-- PROBLEM DETAILS --
From the line with "A point marks every instance of the loose" down to the final line of the material below, quote every line exactly and leave out all lines before it.

START DATA TO USE

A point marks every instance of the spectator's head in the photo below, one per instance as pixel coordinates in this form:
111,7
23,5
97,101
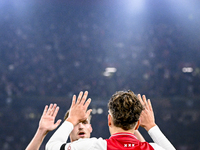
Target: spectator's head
124,110
81,130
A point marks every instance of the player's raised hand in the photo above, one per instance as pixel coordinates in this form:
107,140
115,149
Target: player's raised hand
48,118
78,111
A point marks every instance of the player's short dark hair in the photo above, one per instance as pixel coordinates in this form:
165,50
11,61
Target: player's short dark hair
125,109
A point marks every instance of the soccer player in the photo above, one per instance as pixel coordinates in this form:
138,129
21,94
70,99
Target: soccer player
46,124
126,113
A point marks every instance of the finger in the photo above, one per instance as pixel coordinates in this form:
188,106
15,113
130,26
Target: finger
84,97
57,124
87,103
150,106
56,112
73,100
49,110
79,97
45,110
88,113
53,109
145,101
140,98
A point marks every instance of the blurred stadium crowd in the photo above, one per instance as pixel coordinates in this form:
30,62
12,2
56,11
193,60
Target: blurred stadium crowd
52,51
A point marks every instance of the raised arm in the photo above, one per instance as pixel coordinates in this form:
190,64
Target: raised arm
148,122
78,112
46,124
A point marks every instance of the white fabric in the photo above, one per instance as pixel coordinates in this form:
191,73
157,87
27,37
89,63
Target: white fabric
61,135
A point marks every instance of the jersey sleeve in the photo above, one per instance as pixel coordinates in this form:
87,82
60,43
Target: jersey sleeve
159,138
60,136
87,144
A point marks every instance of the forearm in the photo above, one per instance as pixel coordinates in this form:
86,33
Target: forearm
139,136
36,141
160,139
60,136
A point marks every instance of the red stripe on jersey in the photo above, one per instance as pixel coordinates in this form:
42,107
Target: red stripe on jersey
126,141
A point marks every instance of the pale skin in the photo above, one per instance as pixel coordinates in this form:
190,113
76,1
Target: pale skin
78,112
147,119
46,124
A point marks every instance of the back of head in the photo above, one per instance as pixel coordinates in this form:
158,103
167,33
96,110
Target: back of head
125,109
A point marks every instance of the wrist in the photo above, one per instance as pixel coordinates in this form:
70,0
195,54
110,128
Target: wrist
73,121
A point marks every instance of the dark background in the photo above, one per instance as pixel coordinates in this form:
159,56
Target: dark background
52,49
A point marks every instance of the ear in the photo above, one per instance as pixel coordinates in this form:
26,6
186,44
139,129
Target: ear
109,120
137,125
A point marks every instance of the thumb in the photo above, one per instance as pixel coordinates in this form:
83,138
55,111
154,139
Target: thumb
88,112
57,123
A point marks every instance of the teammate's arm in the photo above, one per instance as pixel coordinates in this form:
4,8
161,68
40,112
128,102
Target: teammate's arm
148,122
46,124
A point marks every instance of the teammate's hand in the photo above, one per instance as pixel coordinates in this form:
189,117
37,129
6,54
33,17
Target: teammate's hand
47,120
147,119
78,111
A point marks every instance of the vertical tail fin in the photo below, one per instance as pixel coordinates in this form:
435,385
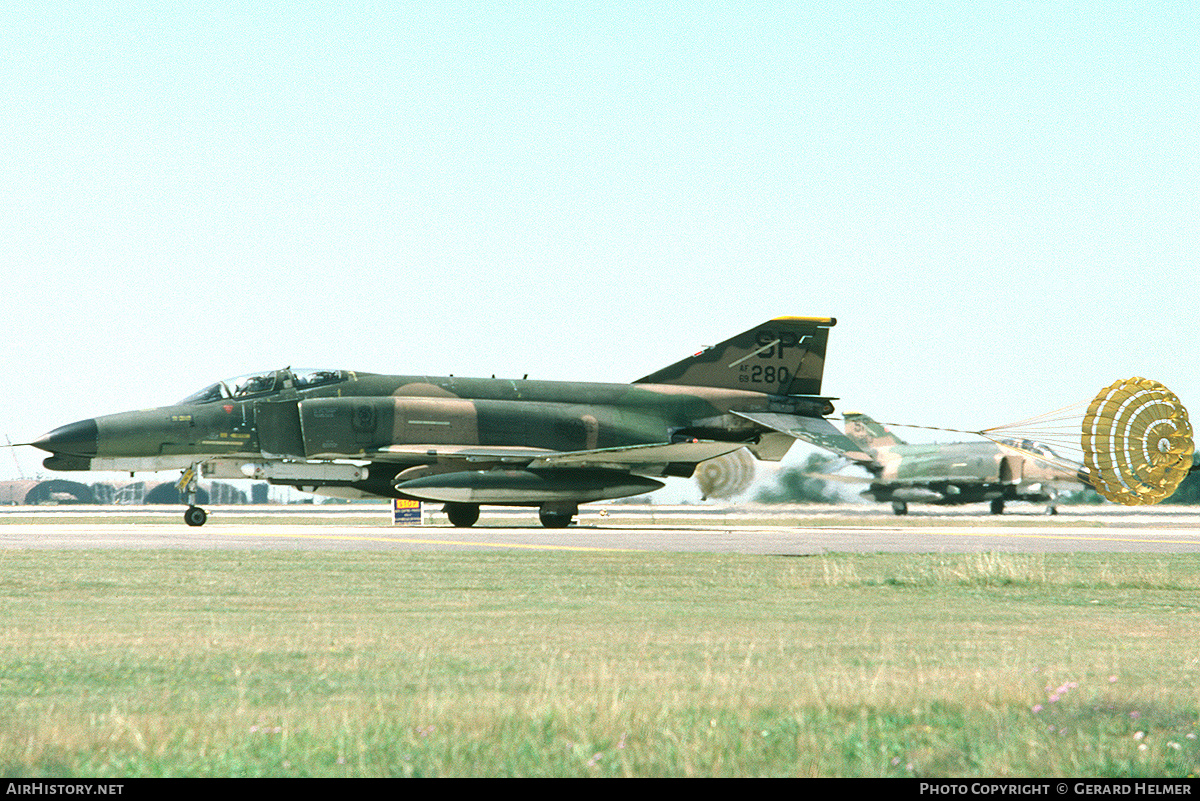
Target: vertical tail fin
781,356
869,434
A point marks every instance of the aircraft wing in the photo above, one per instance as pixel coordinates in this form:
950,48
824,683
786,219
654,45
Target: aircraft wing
815,431
621,458
635,455
463,452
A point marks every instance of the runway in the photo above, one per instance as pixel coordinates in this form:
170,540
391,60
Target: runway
793,530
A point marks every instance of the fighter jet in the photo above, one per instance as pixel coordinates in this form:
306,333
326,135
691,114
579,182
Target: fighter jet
473,441
958,473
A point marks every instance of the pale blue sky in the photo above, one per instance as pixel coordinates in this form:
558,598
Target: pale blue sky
996,200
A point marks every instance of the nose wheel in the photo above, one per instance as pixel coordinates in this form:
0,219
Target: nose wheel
190,483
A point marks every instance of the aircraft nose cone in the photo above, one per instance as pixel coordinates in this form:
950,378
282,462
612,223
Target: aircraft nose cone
77,439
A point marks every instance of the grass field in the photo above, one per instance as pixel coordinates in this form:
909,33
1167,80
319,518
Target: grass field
540,663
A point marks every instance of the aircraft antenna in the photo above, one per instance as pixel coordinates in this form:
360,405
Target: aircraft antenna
12,449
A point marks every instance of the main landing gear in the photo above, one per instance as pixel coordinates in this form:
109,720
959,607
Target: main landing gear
552,516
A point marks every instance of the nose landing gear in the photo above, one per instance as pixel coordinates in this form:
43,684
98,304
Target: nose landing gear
190,483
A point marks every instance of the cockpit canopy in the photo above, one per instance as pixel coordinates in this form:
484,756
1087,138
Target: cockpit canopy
259,384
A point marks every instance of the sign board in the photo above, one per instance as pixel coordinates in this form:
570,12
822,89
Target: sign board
406,512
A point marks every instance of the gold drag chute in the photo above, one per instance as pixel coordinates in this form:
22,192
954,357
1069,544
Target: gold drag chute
726,475
1132,441
1137,441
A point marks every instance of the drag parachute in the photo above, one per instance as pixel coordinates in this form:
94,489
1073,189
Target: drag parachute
726,475
1133,445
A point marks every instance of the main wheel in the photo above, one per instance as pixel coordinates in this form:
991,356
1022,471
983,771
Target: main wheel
555,519
462,515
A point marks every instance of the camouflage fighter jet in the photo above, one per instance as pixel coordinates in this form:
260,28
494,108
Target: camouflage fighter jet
472,441
958,473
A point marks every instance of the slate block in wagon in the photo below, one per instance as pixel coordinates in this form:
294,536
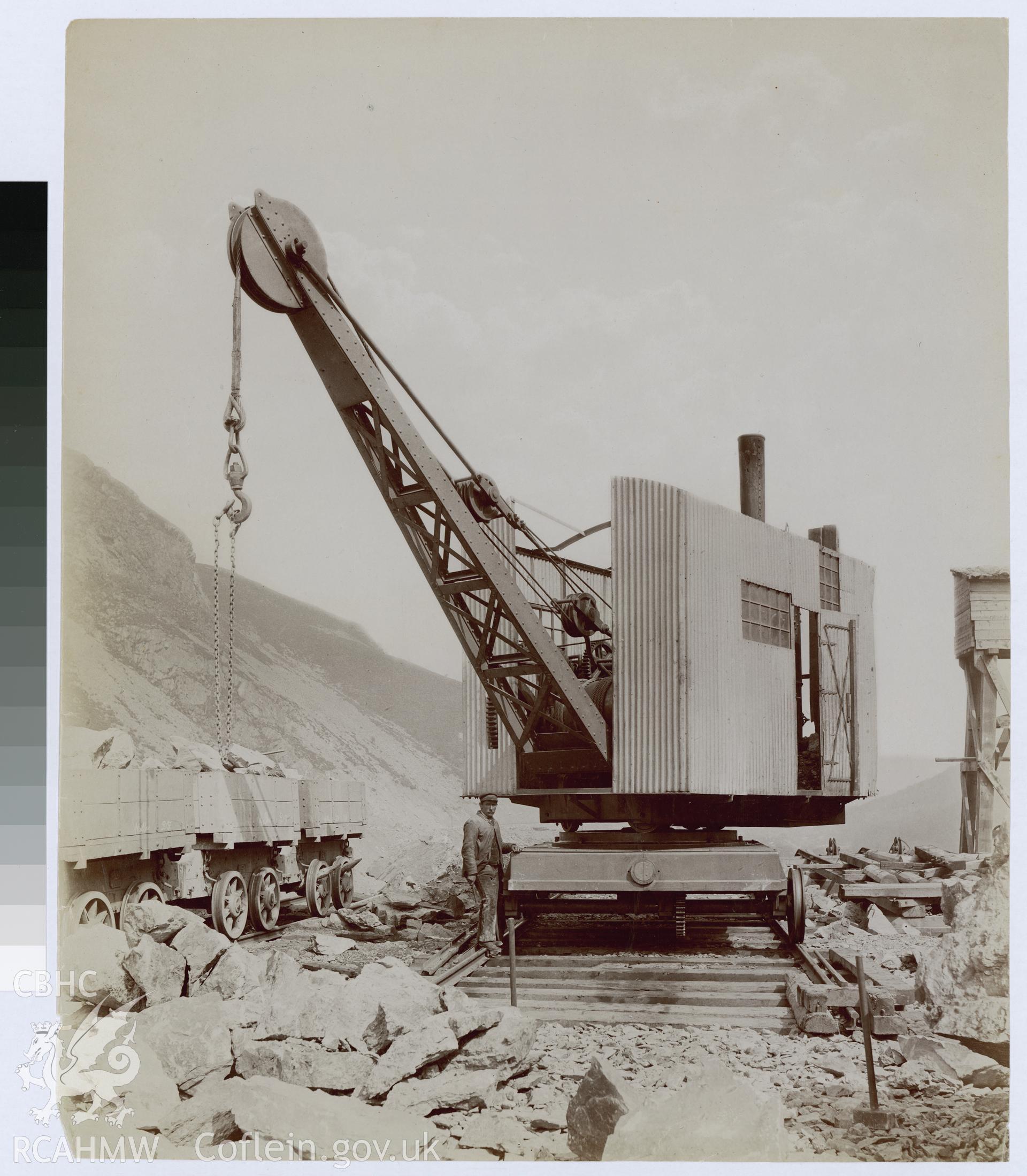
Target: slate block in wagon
240,807
331,806
106,812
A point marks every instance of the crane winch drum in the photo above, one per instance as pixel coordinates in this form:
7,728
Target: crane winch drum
738,685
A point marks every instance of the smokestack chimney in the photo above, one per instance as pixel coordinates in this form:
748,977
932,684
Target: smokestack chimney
751,475
825,535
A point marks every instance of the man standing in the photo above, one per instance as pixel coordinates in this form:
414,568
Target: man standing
482,867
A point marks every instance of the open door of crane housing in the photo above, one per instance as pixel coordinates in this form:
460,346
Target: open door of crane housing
837,720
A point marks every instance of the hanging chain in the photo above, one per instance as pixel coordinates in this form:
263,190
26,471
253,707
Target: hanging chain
231,635
237,511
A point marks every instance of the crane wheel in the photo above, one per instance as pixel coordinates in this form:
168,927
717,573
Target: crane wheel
264,897
795,906
318,888
228,912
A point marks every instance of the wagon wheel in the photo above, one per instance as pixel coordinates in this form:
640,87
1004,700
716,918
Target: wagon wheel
143,891
228,905
341,883
795,906
265,899
90,909
318,887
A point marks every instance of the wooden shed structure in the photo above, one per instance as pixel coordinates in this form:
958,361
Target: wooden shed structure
983,642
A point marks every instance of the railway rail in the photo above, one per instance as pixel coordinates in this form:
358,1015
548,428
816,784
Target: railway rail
730,972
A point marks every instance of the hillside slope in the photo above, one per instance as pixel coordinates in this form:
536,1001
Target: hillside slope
138,634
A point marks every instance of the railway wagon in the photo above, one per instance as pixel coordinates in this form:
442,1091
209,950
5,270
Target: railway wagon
233,841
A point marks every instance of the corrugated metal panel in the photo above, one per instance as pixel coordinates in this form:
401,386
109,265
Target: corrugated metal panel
540,580
858,600
486,771
648,572
740,694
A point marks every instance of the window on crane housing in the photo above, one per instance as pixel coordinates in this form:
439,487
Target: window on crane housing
766,616
830,582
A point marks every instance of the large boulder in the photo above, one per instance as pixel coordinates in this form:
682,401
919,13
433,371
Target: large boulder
303,1063
210,1113
302,1003
158,920
152,1094
449,1090
385,1001
465,1023
235,974
158,970
599,1103
200,946
241,758
96,955
492,1131
197,758
361,920
85,748
279,1112
431,1041
713,1116
505,1048
964,979
954,890
403,897
190,1035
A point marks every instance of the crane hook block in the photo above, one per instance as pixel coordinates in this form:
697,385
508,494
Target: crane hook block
263,240
482,498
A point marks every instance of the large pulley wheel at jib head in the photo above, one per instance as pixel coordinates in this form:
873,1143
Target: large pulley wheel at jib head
260,238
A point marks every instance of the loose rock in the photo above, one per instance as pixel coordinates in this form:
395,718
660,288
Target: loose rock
303,1063
428,1042
235,974
449,1090
505,1048
713,1116
595,1109
190,1035
96,956
158,920
157,970
200,946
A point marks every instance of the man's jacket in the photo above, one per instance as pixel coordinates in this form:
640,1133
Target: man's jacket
482,842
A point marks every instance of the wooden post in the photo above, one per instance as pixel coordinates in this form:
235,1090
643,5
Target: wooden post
854,752
798,625
987,739
511,939
866,1021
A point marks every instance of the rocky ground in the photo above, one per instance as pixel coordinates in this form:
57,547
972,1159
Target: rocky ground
328,1033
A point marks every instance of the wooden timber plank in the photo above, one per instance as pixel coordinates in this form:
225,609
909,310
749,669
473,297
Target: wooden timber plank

END DATA TO USE

-- ANSWER TO THE TASK --
A point marks every instance of the loose rock in the photo above, one per instance as pixel coordinates in this form:
395,718
660,288
Target: loose rock
303,1063
428,1042
235,974
449,1090
505,1048
713,1116
595,1109
190,1035
96,956
158,920
157,970
200,946
A point marks every instance of the man's jacket in the photo above, one per instance as pixel coordinates in this form:
640,1133
Target: man's jacket
482,842
A point marks every instance of the wooden post in the photo above, one per instance as pixel coordinates in this form:
235,1090
643,5
Target: wooden post
854,752
798,625
987,739
511,939
866,1021
A point marks every instance of the rocky ground in the photo above, one per instance as pixel coordinates in this form:
57,547
972,1159
Target: rocky ground
328,1033
A point marks every instance of the wooden timber plank in the photo above, one per instance as pixel coordinates in this form:
225,609
909,310
749,669
473,297
Target: wooden timber plank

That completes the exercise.